■ **What you need to do**
In the passage of the microswimmer article that opens with the words containing "What Are Microswimmers?" and closes with "through chemical reactions.", replace "chemicals" with "compounds" and give that passage again.

■ **Extracted text**
If you’ve ever watched a school of fish move through the water, you know that it’s a marvel of nature. Scientists have noticed this as well and set up experiments using something called synthetic microswimmers. What they discovered was that material can be directed through a fluid fairly rapidly when the swimmers work together. This has some interesting implications for healthcare and a variety of other applications.
What Are Microswimmers?
Microswimmers are artificial cells made from various chemicals that have the ability to propel themselves in different ways. They may also be referred to as “microrobots.” Most are tiny in size - comparable to the scale of bacteria.
Microswimmers are made from poly carbon nitride, which is a porous substance. The material is a two-dimensional polymer comprised of connected organic molecules. This is simply the latest type of microswimmer that is being used for medical purposes. Others might be produced from different materials as the science advances further.
How Microswimmers Do Their Magic
Microswimmers are propelled in a particular direction by either light or chemicals. They can also be triggered to release chemicals that they hold. The particles don’t contain any moving parts but instead interact with the environment through chemical reactions.
Despite recent developments, microswimmers aren’t new in the scientific world. Since the beginning of the 21st-century, engineers and scientists have been working to develop artificial replicas of those schools of fish you see swimming in the ocean, but on a much smaller scale.
The fascination with microscopic artificial self-propelled vehicles has existed for decades. Richard Feynmann discussed the idea of “being able to swallow the surgeon” at some point in the future in his 1959 lecture. He challenged the scientific community to create a tiny self-propelled motor that would fit inside a 1/64-inch cube.
Science Fiction has explored the idea as well. Several movies have depicted people who have shrunk themselves so small that they can travel through the bloodstream. The 1966 film Fantastic Voyage and the 1987 movie Innerspace are just two examples.
Modern microswimmers can perform some amazing feats. These artificial cells can move in straight lines, swim in circles, make tight turns, and move rapidly back to their original position. The swimming direction of the particles is controlled using external elements. And the particles are also capable of carrying items up to 30 times their size. With the right design, they can pick something up in one location and drop it off at another.

■ **Data section**
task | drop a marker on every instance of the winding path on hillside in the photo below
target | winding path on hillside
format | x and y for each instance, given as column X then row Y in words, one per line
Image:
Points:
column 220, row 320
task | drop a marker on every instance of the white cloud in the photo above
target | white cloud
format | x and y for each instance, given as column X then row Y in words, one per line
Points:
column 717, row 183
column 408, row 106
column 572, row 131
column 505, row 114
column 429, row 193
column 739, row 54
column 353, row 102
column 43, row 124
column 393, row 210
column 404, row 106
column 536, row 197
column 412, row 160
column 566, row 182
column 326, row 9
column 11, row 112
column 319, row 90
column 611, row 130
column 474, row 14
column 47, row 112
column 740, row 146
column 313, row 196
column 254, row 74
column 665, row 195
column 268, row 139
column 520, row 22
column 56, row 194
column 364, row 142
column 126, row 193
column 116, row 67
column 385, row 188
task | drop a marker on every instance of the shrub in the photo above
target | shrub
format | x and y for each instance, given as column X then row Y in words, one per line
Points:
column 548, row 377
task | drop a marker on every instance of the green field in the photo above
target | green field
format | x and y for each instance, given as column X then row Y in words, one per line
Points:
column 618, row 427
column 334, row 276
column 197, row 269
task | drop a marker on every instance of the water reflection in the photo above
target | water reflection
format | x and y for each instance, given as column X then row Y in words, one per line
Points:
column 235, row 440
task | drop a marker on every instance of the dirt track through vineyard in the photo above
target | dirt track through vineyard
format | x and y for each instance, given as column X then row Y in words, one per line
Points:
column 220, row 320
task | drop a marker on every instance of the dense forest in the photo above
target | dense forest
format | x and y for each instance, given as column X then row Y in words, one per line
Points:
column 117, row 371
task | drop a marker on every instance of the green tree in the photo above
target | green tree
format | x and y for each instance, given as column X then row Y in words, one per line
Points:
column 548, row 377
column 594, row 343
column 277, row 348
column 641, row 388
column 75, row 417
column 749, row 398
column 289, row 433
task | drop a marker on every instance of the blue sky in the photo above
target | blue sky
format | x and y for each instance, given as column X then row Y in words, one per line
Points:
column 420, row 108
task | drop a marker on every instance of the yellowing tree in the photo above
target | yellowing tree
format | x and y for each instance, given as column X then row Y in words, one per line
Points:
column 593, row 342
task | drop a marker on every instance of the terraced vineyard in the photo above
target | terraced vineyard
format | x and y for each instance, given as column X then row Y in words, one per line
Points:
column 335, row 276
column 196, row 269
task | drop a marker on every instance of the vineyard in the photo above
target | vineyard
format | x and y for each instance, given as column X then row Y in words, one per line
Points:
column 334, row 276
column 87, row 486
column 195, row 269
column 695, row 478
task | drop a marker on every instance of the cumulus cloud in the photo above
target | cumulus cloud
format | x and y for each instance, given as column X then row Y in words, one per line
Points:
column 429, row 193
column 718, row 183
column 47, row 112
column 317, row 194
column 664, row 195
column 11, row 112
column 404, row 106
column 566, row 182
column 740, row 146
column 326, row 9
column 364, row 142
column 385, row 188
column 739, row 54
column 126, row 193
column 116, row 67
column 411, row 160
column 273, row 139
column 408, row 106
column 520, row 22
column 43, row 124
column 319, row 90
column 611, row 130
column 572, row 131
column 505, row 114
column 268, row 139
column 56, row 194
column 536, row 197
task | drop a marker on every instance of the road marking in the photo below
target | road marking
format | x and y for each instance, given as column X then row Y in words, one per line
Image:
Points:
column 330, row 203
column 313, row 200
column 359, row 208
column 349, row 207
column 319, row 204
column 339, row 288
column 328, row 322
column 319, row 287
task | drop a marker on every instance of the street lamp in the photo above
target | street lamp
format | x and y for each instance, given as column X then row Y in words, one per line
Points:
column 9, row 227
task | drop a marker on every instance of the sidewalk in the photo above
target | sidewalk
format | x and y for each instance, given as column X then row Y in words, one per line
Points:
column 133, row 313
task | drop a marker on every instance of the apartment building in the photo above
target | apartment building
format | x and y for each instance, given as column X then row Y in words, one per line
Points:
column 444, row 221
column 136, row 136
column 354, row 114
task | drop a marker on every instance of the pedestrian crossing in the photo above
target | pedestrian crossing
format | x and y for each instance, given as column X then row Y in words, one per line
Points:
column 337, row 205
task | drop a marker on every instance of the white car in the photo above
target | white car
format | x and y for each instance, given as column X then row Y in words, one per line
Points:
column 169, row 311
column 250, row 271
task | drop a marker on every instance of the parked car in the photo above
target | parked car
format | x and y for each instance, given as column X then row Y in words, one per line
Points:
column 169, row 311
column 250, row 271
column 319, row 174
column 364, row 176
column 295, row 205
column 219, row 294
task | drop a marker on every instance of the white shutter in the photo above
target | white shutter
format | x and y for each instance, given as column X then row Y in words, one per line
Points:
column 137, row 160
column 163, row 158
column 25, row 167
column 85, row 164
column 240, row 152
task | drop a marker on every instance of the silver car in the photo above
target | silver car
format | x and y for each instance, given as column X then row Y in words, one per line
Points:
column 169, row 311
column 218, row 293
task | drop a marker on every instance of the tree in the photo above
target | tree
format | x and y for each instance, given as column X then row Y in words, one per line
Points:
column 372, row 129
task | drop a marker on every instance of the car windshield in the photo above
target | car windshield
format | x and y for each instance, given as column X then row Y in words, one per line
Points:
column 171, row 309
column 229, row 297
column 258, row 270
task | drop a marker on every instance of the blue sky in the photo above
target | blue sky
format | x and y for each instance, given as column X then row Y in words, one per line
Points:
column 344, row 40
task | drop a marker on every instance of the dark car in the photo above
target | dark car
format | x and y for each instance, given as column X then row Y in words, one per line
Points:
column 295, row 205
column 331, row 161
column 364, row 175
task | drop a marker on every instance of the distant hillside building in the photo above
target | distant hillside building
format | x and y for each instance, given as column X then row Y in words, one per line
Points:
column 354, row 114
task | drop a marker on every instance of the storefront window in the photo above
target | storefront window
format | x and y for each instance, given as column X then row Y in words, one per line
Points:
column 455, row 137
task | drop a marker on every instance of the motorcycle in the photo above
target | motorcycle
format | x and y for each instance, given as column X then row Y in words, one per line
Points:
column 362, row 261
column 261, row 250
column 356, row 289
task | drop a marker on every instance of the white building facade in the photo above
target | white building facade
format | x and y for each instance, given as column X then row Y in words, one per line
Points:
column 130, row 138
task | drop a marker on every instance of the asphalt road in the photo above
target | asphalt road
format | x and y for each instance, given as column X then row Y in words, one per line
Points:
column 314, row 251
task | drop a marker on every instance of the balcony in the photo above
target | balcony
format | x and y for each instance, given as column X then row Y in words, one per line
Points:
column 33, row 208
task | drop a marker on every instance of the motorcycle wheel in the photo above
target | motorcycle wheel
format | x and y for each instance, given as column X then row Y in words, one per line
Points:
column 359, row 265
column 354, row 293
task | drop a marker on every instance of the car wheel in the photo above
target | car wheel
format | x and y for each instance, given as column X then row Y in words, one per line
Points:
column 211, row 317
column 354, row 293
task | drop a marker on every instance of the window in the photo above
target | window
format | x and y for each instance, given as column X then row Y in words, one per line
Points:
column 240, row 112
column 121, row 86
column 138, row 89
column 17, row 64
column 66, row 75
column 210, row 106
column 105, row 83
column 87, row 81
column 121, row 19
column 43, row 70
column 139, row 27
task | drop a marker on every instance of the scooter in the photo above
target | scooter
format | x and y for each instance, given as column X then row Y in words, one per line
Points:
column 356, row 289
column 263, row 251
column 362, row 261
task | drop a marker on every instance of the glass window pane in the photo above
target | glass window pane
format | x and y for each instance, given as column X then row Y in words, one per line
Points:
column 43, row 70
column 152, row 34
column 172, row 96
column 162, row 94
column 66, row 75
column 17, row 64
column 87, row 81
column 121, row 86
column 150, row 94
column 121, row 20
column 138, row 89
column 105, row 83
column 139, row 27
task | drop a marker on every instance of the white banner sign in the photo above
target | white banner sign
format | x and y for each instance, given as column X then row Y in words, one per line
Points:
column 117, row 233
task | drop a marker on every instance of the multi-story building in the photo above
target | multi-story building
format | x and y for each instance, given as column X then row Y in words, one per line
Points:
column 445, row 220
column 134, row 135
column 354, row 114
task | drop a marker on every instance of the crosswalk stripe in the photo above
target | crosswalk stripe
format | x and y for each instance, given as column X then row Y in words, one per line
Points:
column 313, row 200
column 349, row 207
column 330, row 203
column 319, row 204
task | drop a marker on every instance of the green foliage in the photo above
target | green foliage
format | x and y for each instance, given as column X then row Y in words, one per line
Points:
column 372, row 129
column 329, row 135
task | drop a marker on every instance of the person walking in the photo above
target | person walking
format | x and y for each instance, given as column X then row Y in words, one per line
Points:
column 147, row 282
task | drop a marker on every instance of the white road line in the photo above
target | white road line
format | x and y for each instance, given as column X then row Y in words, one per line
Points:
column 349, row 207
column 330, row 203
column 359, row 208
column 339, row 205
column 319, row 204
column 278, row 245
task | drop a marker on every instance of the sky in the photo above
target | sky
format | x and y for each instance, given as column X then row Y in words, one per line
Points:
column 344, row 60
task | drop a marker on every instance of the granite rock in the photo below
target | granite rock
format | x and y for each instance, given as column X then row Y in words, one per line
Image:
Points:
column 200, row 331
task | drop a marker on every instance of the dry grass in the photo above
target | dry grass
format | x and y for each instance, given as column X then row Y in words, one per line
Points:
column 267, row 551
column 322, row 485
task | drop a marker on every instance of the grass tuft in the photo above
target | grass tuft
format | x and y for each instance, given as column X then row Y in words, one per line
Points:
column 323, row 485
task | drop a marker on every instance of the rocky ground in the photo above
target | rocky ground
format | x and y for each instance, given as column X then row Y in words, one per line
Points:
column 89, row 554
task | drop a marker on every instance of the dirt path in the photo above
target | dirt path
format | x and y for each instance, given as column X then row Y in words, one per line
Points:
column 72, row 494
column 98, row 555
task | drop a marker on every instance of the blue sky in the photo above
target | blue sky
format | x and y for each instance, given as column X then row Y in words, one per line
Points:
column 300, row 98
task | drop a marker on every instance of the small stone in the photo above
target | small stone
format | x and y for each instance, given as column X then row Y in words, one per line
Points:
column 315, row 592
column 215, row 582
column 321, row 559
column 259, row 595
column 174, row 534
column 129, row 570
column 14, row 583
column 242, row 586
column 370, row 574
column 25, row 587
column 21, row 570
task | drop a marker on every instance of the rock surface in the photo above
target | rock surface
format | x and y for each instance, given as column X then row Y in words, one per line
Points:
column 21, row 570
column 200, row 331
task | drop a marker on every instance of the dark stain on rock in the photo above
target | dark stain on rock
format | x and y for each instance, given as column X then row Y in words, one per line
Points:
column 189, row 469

■ **Response to this exercise**
What Are Microswimmers?
Microswimmers are artificial cells made from various compounds that have the ability to propel themselves in different ways. They may also be referred to as “microrobots.” Most are tiny in size - comparable to the scale of bacteria.
Microswimmers are made from poly carbon nitride, which is a porous substance. The material is a two-dimensional polymer comprised of connected organic molecules. This is simply the latest type of microswimmer that is being used for medical purposes. Others might be produced from different materials as the science advances further.
How Microswimmers Do Their Magic
Microswimmers are propelled in a particular direction by either light or compounds. They can also be triggered to release compounds that they hold. The particles don’t contain any moving parts but instead interact with the environment through chemical reactions.